**TO BE DONE:** Locate the line that contains "the arm => a", then copy it and all later lines of the data below exactly, through the last one.

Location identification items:
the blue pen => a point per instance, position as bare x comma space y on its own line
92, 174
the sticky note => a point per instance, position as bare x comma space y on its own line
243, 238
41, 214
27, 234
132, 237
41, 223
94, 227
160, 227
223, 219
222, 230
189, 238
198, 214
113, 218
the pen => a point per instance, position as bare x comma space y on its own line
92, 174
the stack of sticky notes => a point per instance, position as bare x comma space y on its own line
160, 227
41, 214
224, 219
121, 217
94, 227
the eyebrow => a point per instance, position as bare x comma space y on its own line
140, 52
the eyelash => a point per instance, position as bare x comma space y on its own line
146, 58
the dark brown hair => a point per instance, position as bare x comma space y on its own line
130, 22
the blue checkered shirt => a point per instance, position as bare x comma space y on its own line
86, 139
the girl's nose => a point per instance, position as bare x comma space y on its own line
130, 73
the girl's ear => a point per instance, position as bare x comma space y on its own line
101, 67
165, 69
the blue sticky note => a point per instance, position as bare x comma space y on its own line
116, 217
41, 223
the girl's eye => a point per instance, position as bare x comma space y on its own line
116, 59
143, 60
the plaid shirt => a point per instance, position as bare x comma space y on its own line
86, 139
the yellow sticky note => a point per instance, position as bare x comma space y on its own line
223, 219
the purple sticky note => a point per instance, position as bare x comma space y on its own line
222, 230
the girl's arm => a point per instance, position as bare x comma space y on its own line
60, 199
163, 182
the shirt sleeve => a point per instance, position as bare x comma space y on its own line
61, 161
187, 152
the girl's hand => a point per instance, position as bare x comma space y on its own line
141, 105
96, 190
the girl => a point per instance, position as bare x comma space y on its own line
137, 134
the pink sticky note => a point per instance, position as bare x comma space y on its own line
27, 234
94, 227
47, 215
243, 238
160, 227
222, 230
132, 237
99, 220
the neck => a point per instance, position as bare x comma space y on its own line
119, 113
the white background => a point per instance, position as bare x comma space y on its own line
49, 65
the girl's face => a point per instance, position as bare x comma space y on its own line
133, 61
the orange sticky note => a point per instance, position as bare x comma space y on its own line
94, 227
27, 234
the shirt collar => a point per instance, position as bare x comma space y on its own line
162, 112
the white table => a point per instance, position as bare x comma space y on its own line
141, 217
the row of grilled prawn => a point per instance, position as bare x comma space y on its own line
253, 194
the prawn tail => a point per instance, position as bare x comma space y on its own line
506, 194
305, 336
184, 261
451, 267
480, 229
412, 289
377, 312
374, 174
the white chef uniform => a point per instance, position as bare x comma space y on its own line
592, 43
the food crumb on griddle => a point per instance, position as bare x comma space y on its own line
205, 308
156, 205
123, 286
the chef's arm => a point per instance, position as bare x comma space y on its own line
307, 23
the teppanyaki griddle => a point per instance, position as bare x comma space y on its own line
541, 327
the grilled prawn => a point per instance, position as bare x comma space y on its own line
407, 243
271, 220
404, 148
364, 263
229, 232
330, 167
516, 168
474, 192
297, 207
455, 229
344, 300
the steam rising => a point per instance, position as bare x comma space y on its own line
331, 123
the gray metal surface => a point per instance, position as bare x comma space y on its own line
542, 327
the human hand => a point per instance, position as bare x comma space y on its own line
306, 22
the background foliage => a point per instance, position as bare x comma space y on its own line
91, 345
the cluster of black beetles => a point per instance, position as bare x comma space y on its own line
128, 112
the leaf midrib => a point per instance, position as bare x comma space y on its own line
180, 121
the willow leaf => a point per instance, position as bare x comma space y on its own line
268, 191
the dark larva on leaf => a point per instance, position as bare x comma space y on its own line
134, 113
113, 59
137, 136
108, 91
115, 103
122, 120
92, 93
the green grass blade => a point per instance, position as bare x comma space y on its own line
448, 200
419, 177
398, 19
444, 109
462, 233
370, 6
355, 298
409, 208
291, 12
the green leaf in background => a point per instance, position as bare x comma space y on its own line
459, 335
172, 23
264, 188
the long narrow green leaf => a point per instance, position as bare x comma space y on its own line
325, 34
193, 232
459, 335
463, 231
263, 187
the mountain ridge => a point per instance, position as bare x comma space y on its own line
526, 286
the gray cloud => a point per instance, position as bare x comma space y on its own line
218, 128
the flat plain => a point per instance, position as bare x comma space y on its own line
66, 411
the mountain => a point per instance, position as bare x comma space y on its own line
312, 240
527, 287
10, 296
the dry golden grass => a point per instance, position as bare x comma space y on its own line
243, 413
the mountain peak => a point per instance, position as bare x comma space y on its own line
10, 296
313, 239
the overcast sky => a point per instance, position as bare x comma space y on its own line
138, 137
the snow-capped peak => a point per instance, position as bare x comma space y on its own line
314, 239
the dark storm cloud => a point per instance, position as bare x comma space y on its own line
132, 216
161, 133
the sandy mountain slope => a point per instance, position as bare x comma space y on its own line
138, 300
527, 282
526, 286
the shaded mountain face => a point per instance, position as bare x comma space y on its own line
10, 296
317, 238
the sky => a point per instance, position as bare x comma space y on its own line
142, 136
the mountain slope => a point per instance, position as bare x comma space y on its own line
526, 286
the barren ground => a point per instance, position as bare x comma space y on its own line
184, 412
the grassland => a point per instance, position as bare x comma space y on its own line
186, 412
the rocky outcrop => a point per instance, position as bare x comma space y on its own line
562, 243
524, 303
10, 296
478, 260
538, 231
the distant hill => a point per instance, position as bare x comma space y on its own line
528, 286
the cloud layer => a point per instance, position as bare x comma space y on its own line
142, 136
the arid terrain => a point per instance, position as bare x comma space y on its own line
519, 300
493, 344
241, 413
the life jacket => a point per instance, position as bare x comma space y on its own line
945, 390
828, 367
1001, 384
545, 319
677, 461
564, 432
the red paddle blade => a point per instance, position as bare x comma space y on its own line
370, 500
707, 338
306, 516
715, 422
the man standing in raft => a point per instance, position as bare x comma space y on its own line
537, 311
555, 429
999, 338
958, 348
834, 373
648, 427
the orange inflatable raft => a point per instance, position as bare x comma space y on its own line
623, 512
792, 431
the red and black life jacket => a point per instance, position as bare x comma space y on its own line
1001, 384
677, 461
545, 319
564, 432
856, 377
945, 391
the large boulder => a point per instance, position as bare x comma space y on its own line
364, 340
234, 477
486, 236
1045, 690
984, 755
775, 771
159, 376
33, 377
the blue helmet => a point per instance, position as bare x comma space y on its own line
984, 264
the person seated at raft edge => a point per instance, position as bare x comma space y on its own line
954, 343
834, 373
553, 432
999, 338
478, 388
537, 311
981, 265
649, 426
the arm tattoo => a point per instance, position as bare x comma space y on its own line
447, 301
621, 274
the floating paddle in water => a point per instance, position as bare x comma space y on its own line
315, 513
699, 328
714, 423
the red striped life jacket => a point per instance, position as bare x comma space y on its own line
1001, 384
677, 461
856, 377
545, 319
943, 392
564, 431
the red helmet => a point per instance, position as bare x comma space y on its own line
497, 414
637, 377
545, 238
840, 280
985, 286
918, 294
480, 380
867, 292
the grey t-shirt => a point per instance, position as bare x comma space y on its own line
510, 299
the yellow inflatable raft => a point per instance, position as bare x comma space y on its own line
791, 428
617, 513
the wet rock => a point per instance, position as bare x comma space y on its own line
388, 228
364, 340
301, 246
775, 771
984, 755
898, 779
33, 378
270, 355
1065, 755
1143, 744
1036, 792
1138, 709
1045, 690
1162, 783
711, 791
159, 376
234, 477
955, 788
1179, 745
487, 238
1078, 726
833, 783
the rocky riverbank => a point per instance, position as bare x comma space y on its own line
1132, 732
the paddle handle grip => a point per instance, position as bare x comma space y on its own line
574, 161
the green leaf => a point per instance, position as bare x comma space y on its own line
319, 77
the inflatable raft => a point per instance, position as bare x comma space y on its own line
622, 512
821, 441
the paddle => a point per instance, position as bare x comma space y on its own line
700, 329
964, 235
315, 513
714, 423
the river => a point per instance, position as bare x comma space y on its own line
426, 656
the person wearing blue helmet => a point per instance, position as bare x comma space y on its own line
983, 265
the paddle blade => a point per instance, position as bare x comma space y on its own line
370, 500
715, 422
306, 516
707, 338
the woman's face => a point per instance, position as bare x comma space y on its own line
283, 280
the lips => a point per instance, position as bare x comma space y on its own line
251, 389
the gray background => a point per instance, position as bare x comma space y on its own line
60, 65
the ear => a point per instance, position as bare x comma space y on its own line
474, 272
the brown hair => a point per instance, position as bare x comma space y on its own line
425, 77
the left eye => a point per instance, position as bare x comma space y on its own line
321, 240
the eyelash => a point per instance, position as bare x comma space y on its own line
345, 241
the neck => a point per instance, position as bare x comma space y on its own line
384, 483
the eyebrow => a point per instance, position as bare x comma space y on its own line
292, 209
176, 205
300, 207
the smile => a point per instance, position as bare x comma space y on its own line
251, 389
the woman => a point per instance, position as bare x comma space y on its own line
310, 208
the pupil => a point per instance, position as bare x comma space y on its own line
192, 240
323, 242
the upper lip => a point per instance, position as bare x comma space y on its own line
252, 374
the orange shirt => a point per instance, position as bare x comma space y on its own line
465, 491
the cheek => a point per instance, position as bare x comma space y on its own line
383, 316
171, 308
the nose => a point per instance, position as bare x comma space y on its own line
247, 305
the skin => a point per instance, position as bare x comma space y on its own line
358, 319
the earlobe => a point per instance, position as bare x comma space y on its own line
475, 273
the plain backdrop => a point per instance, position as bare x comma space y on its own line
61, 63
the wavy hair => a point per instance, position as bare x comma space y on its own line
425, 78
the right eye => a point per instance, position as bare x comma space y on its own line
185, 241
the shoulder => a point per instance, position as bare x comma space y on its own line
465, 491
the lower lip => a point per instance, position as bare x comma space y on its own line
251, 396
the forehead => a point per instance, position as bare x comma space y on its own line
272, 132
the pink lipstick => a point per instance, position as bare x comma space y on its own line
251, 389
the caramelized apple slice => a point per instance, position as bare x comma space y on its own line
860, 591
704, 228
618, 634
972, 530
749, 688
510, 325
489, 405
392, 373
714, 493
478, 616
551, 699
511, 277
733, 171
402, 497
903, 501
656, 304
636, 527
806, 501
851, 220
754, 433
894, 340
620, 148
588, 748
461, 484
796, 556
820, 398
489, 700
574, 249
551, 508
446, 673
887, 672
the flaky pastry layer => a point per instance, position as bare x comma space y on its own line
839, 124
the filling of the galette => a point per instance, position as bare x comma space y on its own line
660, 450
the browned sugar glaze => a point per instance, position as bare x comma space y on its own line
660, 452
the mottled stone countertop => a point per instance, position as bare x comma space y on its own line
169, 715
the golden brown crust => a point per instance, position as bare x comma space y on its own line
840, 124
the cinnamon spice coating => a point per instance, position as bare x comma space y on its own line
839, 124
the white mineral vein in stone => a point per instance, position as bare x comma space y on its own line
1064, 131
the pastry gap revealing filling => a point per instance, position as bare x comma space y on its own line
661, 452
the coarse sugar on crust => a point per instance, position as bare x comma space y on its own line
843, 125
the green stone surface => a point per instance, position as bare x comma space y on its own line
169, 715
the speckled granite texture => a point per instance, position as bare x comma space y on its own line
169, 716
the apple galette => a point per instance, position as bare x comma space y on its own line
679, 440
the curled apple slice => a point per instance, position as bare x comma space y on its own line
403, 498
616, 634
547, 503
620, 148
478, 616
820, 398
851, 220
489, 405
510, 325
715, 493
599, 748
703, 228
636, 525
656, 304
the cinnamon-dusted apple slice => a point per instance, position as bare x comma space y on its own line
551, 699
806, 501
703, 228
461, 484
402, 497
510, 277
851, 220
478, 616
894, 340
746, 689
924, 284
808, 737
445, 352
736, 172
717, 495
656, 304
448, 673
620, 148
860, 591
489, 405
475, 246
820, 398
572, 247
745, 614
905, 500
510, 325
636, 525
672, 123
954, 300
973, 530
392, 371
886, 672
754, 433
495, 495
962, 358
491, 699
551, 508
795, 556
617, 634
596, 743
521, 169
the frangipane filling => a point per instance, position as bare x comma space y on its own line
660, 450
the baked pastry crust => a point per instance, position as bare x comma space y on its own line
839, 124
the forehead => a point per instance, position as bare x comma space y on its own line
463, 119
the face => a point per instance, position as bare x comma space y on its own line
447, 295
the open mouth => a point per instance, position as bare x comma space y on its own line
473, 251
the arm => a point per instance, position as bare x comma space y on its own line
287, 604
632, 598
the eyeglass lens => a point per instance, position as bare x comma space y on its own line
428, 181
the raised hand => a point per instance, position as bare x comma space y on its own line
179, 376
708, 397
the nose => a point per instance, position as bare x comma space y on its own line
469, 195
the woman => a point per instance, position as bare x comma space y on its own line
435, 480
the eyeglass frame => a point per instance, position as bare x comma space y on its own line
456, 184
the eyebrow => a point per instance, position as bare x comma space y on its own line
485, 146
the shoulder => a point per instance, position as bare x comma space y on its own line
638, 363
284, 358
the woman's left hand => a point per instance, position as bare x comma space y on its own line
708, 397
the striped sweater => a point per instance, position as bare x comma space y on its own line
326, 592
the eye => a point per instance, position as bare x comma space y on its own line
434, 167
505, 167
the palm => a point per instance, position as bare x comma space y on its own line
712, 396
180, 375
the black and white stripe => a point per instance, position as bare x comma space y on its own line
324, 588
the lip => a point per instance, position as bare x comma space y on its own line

**SOLUTION TO THE PROBLEM:**
the arm => a point per instance, position as bare x comma space y on its own line
287, 604
632, 598
the eyeglass lens => a point per instance, position as bare x comma space y on its own line
428, 181
the raised hand => a point per instance, position as bare x comma space y on its own line
179, 376
708, 397
the nose => a point per instance, position as bare x comma space y on its own line
469, 195
the woman => a point per instance, position as bare x comma space y on its own line
435, 480
the eyeglass frame => a point per instance, position as bare x comma space y on its own line
456, 184
the eyebrow => a point per instance, position as bare x comma space y on its own line
485, 146
the shoulder => a point per instance, position as bare x comma space y on its own line
638, 363
284, 358
the woman's left hand => a point per instance, position as bare x comma space y on its own line
708, 397
the striped sweater => a point per instance, position as bare x comma space y on its own line
326, 592
the eye => a point per instance, position as bare x comma space y on its own line
434, 167
505, 167
the palm => a point per instance, position as bare x comma space y on its own line
712, 396
180, 375
the black and white stripe => a point per instance, position as bare x comma space y on its own line
324, 588
the lip => a point per instance, position as bare x comma space y on its own line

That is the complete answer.